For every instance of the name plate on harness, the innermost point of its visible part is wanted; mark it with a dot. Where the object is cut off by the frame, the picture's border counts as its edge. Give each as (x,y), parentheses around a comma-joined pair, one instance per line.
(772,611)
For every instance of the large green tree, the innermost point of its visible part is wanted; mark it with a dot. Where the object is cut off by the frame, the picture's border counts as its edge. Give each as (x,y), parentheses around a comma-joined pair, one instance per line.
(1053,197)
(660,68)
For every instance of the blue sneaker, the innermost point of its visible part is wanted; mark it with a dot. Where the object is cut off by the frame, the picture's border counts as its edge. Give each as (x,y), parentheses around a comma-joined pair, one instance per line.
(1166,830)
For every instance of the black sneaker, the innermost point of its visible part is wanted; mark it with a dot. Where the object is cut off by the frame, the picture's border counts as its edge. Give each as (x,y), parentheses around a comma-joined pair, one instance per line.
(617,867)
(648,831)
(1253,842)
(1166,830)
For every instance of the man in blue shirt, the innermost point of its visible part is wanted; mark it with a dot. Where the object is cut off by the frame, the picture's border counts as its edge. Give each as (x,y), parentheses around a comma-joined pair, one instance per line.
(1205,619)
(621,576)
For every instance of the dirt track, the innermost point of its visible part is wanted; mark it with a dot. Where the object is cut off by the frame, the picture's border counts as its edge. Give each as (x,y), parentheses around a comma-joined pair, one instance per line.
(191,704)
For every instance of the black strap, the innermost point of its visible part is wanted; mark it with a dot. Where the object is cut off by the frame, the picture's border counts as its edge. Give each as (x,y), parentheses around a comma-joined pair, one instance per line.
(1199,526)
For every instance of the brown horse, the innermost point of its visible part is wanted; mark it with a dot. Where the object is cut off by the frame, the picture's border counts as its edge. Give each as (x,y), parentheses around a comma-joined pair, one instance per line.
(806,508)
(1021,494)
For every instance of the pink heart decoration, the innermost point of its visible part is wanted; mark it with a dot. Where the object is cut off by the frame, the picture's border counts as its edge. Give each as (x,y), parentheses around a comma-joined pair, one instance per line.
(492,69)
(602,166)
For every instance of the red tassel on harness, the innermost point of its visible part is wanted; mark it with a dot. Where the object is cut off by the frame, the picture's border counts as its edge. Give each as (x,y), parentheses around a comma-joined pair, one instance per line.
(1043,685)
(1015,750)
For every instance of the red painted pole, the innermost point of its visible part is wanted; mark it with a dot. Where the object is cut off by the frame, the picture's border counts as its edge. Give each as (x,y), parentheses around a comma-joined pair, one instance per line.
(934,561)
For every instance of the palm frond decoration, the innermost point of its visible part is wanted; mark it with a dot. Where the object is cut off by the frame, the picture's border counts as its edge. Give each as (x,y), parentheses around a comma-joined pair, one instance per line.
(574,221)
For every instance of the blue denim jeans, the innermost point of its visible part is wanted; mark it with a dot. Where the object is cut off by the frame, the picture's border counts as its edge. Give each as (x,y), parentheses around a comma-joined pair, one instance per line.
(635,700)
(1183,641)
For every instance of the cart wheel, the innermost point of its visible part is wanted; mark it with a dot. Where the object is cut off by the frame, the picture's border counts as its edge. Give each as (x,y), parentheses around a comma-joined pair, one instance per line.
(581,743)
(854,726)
+-------+
#### WHAT THE TASK ASKS:
All of the data shown above must be copied exactly.

#### RESULT BELOW:
For every instance of the name plate on harness, the innermost point of its visible part is wanted; mark it with a dot. Where the object is cut off by the frame, the picture's border counts as its edge. Give each as (x,y), parentheses around a comma-joined pair, one instance per line.
(772,611)
For every instance of the large green tree, the innermost point of its visible part is wanted; mark it with a dot. Where the object is cut off by the frame, the picture's border counts as its edge. Give each as (x,y), parentheses around a comma-joined pair, one instance per line.
(1053,197)
(660,68)
For every instance of the blue sneaker, the innermost point of its visible part is wanted; mark it with a dot. Where the object is cut off by the frame, the picture's border counts as its edge. Give each as (x,y), parentheses around a comma-joined pair, one instance per line.
(1166,830)
For every instance of the black sneaker, the innermost point of its visible part is wanted; mark it with a dot. Where the object is cut off by the frame, the picture's border counts as its edge. Give each as (x,y), parentheses around a comma-joined pair, one instance per line.
(617,867)
(648,831)
(1253,842)
(1166,830)
For every instance of the man in blue shirt, the innermost point of its visible part is wanted; mark it with a dot. Where the object is cut off by the frame, the picture's border counts as its edge. Give each as (x,y), parentheses around a comma-joined pair, one instance per line.
(1205,619)
(621,576)
For every instance of the dirt track, the innermost point of its visible part is wanted; mark it with a dot. Where the object is cut off by the frame, the picture's border counts as its edge. Give each as (x,y), parentheses around a comma-joined pair, one instance per line.
(191,704)
For every instance of the black strap, the innermost point of its visible part is wanted; mark it with a dot. Where the object is cut off by the frame, the picture's border counts as its edge. Give each as (x,y), parentheses around a comma-joined pair, one instance per line.
(1199,526)
For every instance of the brown horse, the innermost point of its visible part is wanted; mark it with a dot. Where the object is cut off by the frame, the picture's border counts as its edge. Give each as (x,y), parentheses around a comma-joined pair, one instance per line.
(806,508)
(1021,494)
For every instance of the pink heart decoration, the innermost point of its visible part is wanted; mark it with a dot. Where the object is cut off by the frame, the picture's border counts as its edge. Give each as (x,y), parentheses around a comma-joined pair, one instance per line.
(492,69)
(602,166)
For every instance of the red tassel on harness, the innermost point of its visible part is wanted; mark it with a dot. Where the object is cut off by the frame, the picture's border counts as its edge. Give each as (x,y), parentheses around a comma-joined pair, one instance per line.
(1043,685)
(1015,750)
For every instance of the red painted pole, the innermost point of its visible part is wanted; mark it with a dot. Where the object is cut off by the frame, the picture's border counts as its edge. Give each as (x,y), parentheses around a comma-joined pair, one instance per line.
(934,561)
For every instance of the palm frond decoration, the innermost point of its visible part is wanted; mark it with a dot. Where the object is cut off by the frame, the picture's border counts as its edge. Give each as (x,y), parentheses around a comma-joined pair, one instance per line.
(574,221)
For every instance of the blue denim jeans, the innermost point of its visible part is wanted; mark it with a dot. Where the object is cut off by the frame, the picture's border counts as its edge. Give each as (x,y), parentheses around a comma-joined pair, one instance per line.
(635,700)
(1183,641)
For every instance of the cart wheel, the innermost point of its visible part is wanted; mark it with a dot. Where the object is cut off by the frame, the picture's border counts as its edge. Give each as (x,y), parentheses around a comma-joined pair, one instance per line.
(581,743)
(854,726)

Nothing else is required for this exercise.